──────── Passage to read ────────

‘The Peanut Butter Falcon’ Directors Interview: How a great film was made from scratch

There are some stories that simply need to be told. Movies that are required to find the light of day. There’s no true financial push; just an obligation to a certain group of people and a moral that the world must know.

When it came to the writing/directing team of Tyler Nilson and Michael Schwartz, the world needed to see The Peanut Butter Falcon. No matter how long it took, it needed to happen. When I spoke to them about the new film starring Shia Labeouf and Dakota Johnson along with the screen debut of Zak Gottsagen, you could tell it was the purest form of a labor of love.

The film is centered around Gottsagen’s Zak, who has Down’s Syndrome and forms an unlikely friendship and bond with Labeouf’s Tyler, a drifter who helps the young man get to a wrestling school down south. Gottsagen has the disability in real life, but never let it stop him from achieving his dream of being a movie star.

“Zak will say he’s been studying acting his whole life. He studied it in high school and college. We met him in a camp for people with disabilities who were making films. He really wanted to be a movie star,” Schwartz said. “We told him there wasn’t a lot of opportunity for people with Down’s Syndrome to star in movies, so he said, ‘let’s do it together.'”

The actor pulled off his dream in his first try, and the role is the type of performance that transcends the entire film. I am talking about pushing other actors to give their best, be their best, and make the best movie. Gottsagen had the skill set and didn’t just fall into it, according to Nilson. In a film also starring Bruce Dern and John Hawkes, he needed to be on his A-game, but it was the attentiveness shown that set Gottsagen apart.

────────

• _What is asked_
Write out the interview passage word for word, everything from "There are some" down to "labor of love.".

──────── Dataset rows ────────

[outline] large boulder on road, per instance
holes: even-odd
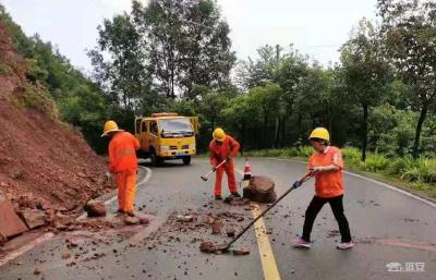
[[[15,214],[11,202],[0,195],[0,243],[25,231],[28,229]]]
[[[274,203],[277,199],[274,186],[274,181],[268,176],[253,176],[249,186],[244,187],[244,198],[257,203]]]
[[[106,206],[105,202],[101,200],[89,200],[84,210],[88,214],[88,217],[105,217]]]
[[[31,230],[46,224],[47,217],[44,210],[26,208],[20,210],[19,215]]]

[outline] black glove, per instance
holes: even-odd
[[[295,181],[295,182],[292,184],[292,188],[299,188],[301,185],[302,185],[302,183],[301,183],[300,181]]]

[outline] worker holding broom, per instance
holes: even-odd
[[[225,131],[220,127],[214,130],[214,139],[209,144],[210,165],[216,171],[215,180],[215,199],[221,200],[221,181],[226,172],[227,181],[229,184],[230,193],[235,197],[241,197],[237,190],[237,180],[234,176],[234,165],[232,158],[238,155],[240,144],[230,135],[226,135]],[[226,161],[223,165],[219,166]],[[218,167],[219,166],[219,167]],[[217,168],[218,167],[218,168]]]
[[[140,142],[129,132],[120,130],[114,121],[107,121],[101,137],[109,136],[109,172],[116,175],[118,212],[135,216],[133,204],[136,191]]]
[[[330,135],[324,127],[315,129],[308,137],[315,153],[308,158],[307,174],[315,176],[315,195],[310,203],[304,218],[303,234],[294,241],[296,247],[311,247],[311,232],[316,216],[328,203],[339,224],[341,242],[337,245],[339,249],[348,249],[353,246],[350,228],[343,214],[343,181],[342,181],[342,156],[339,148],[329,146]],[[301,182],[296,181],[296,188]]]

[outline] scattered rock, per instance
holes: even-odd
[[[253,176],[243,190],[243,197],[257,203],[274,203],[277,199],[275,183],[268,176]]]
[[[101,200],[89,200],[84,210],[88,214],[88,217],[105,217],[106,206],[105,202]]]
[[[77,239],[68,239],[66,244],[69,247],[76,247],[78,246],[78,240]]]
[[[177,216],[177,220],[178,221],[182,221],[182,222],[193,222],[194,221],[194,216],[192,215],[178,215]]]
[[[37,275],[40,275],[40,272],[41,272],[41,271],[39,270],[39,268],[36,267],[35,270],[34,270],[34,275],[37,276]]]
[[[10,200],[0,195],[0,235],[5,240],[27,231],[26,224],[15,214]],[[1,243],[1,241],[0,241]]]
[[[46,212],[39,209],[24,209],[19,216],[31,230],[46,224]]]
[[[211,242],[202,242],[202,244],[199,244],[199,251],[213,253],[215,251],[215,245]]]
[[[70,257],[71,257],[70,252],[65,252],[65,253],[62,254],[62,258],[63,258],[63,259],[68,259],[68,258],[70,258]]]
[[[8,239],[0,232],[0,246],[3,246],[7,243]]]
[[[232,249],[233,255],[237,256],[243,256],[243,255],[249,255],[250,254],[250,249],[249,248],[234,248]]]
[[[228,228],[226,230],[226,234],[228,238],[234,238],[234,234],[237,233],[237,231],[233,228]]]
[[[129,226],[133,226],[133,224],[140,224],[140,219],[136,217],[125,217],[124,218],[124,223],[129,224]]]
[[[136,217],[140,220],[141,224],[147,224],[149,222],[149,219],[147,217],[143,217],[143,216],[136,216]]]
[[[211,233],[213,233],[213,234],[220,234],[220,233],[221,233],[221,230],[222,230],[222,222],[220,222],[220,221],[215,221],[215,222],[211,224]]]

────────

• _Written reply_
There are some stories that simply need to be told. Movies that are required to find the light of day. There’s no true financial push; just an obligation to a certain group of people and a moral that the world must know.

When it came to the writing/directing team of Tyler Nilson and Michael Schwartz, the world needed to see The Peanut Butter Falcon. No matter how long it took, it needed to happen. When I spoke to them about the new film starring Shia Labeouf and Dakota Johnson along with the screen debut of Zak Gottsagen, you could tell it was the purest form of a labor of love.